- **The data**:
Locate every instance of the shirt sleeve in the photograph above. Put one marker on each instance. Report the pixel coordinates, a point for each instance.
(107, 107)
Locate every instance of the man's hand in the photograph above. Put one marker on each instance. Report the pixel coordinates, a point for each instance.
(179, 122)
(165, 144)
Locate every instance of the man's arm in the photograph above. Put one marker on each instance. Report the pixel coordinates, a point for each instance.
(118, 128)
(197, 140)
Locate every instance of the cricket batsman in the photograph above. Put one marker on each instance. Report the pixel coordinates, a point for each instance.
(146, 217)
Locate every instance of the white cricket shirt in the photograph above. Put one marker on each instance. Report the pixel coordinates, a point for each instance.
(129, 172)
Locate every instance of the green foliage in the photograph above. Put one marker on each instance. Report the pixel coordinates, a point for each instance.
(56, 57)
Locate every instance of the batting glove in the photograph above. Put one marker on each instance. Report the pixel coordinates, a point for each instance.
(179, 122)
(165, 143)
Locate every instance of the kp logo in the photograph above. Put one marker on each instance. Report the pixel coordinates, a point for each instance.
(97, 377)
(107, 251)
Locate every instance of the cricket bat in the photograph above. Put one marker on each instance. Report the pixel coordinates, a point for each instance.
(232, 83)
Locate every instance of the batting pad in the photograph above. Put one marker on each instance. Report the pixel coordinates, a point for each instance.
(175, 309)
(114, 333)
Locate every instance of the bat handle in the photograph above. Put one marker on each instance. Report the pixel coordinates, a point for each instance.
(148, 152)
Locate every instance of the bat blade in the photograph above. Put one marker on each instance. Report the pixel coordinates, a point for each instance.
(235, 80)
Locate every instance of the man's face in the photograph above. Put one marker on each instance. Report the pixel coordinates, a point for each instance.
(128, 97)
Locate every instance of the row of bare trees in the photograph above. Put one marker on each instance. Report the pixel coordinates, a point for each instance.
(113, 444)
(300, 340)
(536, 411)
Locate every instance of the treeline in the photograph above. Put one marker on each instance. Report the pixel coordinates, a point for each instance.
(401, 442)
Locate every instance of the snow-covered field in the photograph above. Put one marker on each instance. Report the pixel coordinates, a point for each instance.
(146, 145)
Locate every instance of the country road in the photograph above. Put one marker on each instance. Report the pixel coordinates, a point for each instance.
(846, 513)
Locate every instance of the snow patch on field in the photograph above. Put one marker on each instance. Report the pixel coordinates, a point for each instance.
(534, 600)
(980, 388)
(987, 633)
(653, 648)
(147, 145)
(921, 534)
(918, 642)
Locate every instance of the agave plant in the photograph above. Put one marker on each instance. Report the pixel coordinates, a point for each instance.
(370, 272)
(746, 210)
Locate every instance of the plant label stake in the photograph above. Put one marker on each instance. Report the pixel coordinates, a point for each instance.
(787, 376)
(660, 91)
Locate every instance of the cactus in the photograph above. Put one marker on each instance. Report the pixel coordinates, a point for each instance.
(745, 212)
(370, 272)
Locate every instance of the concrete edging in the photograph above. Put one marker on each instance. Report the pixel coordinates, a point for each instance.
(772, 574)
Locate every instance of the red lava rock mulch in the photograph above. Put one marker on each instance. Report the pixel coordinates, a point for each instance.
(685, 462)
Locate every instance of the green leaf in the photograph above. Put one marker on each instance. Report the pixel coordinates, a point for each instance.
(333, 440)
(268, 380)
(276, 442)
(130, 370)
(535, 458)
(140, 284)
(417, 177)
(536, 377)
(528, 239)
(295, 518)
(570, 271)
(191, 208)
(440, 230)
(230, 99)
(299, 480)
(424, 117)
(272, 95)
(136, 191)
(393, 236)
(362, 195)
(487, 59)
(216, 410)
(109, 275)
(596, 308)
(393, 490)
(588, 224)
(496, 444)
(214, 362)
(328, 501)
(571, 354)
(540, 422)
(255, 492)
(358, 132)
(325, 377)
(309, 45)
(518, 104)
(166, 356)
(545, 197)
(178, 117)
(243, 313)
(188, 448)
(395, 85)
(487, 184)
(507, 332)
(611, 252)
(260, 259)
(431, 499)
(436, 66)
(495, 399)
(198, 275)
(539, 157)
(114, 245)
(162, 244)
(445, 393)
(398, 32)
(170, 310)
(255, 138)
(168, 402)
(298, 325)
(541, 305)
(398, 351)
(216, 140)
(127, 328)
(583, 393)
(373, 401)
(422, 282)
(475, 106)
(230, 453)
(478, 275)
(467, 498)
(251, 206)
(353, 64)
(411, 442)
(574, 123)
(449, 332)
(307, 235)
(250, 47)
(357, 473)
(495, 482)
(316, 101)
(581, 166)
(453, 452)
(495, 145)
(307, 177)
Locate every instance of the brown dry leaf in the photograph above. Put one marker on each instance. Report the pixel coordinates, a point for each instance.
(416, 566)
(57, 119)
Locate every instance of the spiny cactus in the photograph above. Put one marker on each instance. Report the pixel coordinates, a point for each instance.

- **Short problem**:
Reproduce the listing from the line containing "Locate every instance of the red" up to and including its last line, keeping every request unchanged. Multiply each coordinate value in the answers by 2.6, round it to a whole number with halves going up, and output only those lines.

- **Task result**:
Locate every instance of the red lava rock mulch in the photograph above. Put one marker on each instance. Report the pixel coordinates, a point for each instance.
(1781, 1201)
Locate every instance of the green leaf in the photograph above. Put one marker on each instance. Report the pixel coordinates, a point for each instance.
(866, 1144)
(697, 988)
(718, 1149)
(338, 962)
(1391, 1191)
(364, 738)
(1084, 460)
(1394, 980)
(1373, 621)
(767, 1347)
(1482, 705)
(497, 541)
(1144, 598)
(598, 257)
(777, 1248)
(1102, 304)
(707, 247)
(354, 497)
(1022, 614)
(941, 507)
(1266, 153)
(562, 1066)
(283, 715)
(1550, 801)
(1022, 1274)
(1529, 582)
(1290, 1154)
(556, 941)
(853, 1303)
(1485, 920)
(1404, 1097)
(663, 1279)
(931, 343)
(845, 980)
(803, 117)
(1347, 270)
(432, 926)
(1417, 512)
(463, 304)
(632, 814)
(489, 1165)
(1027, 221)
(1266, 478)
(1318, 863)
(1589, 655)
(676, 673)
(1121, 1297)
(1134, 172)
(1287, 1037)
(515, 715)
(1401, 408)
(296, 637)
(421, 634)
(1157, 1022)
(1035, 83)
(442, 806)
(663, 359)
(437, 1045)
(775, 845)
(1407, 793)
(1035, 913)
(562, 364)
(330, 853)
(1516, 1022)
(970, 1043)
(1097, 733)
(1235, 276)
(598, 1178)
(1243, 715)
(1214, 1295)
(653, 536)
(918, 166)
(1069, 1149)
(1492, 320)
(1167, 863)
(798, 611)
(650, 122)
(928, 1230)
(1287, 1253)
(822, 263)
(1511, 432)
(1178, 1175)
(1287, 377)
(798, 460)
Locate every instance of the brown dry leaf in the photograph above. Put one marker on each instance. Report the pixel coordinates, a point for each instance.
(1082, 1472)
(148, 309)
Locate every instance of the spiny cactus in the photograph above. Put one marker on each instance. Report the pixel coordinates, a point for each instance.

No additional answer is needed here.